Extract to read —

Some Notes on WinSxS and Windows Update
I used to avoid Windows Update issues. One look at the CBS.log file and I was sprinting in the other direction. A few months back I decided it had been long enough, so I settled in for a weekend and found every piece of content I could on anything Windows Update. If it covered Side-By-Side, WinSxS, Windows Update, CheckSUR, or similar, I was reading it.
Now, I find Windows Update issues fun :)
I’ve been able to use the understanding I built here to do some cool stuff! I’m excited to get posts up that show pratical examples. In the meantime, I wanted to share my notes from that weekend. What follows is half quotes, half regurgitation, and a lot of citations. I hope it can help you as much as it helped me!
The High-Level Overview: Servicing Windows broken down
Joseph Conway, the “Windows Servicing Guy”, is a former Windows support engineer that runs an awesome blog on TechNet. He’s amazing. Many of the quotes I’ve pulled below are from posts on his site or posts written by him elsewhere. In particular, he authored two posts that describe how servicing windows works. The first covers the basic terminology. The second steps through how packages and manifests are read for a given feature of Windows. They’re wonderful overviews to jumpstart an understanding of component based servicing. Check them out here:
- Servicing Windows: Part One
- Servicing Windows: Part Two He also later authored a post explaining things via a grocery list analogy. You can find it here.

Job 1 — In the notes on WinSxS and Windows Update, what analogy did Joseph Conway use in a later post to explain servicing?
Job 2 — Write the next part of the notes on WinSxS and Windows Update, picking up after the last line shown.

Data items:
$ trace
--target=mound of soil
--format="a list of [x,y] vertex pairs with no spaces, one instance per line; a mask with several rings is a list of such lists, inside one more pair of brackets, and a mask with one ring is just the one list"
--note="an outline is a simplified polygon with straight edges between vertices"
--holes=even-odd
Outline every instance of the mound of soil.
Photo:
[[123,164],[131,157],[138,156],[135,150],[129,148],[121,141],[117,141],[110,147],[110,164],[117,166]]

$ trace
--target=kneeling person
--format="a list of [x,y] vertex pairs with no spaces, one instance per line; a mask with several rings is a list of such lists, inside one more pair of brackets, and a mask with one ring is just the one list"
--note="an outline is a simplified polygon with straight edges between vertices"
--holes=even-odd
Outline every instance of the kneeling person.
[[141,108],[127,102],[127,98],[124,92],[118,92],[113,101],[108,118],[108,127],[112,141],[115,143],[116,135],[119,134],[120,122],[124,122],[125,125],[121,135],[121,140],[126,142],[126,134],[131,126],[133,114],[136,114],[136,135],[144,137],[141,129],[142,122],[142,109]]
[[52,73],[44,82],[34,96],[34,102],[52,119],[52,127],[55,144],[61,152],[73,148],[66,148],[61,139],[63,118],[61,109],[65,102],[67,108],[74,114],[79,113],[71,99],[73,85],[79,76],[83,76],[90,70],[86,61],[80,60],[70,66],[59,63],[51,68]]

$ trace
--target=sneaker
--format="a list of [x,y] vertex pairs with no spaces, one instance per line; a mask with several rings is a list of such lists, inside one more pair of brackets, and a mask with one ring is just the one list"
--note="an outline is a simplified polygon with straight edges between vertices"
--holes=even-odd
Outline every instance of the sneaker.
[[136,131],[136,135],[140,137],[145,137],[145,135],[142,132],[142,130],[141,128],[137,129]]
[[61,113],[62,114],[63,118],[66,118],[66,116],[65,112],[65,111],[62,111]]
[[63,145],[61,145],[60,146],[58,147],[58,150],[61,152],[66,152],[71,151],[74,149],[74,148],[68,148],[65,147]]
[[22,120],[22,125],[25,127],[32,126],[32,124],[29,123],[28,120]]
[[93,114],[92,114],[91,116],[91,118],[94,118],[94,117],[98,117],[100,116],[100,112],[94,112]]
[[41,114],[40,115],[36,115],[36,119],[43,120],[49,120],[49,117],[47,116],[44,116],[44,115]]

Exercise result 1 — A grocery list analogy.

Exercise result 2 —
Vista and it’s Component Store – Quotes
-
Windows Vista was a move from an INF described OS to componentization. In previous versions of Windows the atomic unit of servicing was the file, in Windows Vista it’s the component.
-
A component in Windows is one or more binaries, a catalog file, and an XML file that describes everything about how the files should be installed. From associated registry keys and services to what kind security permissions the files should have.
-
Components are grouped into logical units, and these units are used to build the different Windows editions.
-
The WinSxS folder is the only location that the component is found on the system, all other instances of the files that you see on the system are “projected” by hard linking from the component store. Let me repeat that last point – there is only one instance (or full data copy) of each version of each file in the OS, and that instance is located in the WinSxS folder.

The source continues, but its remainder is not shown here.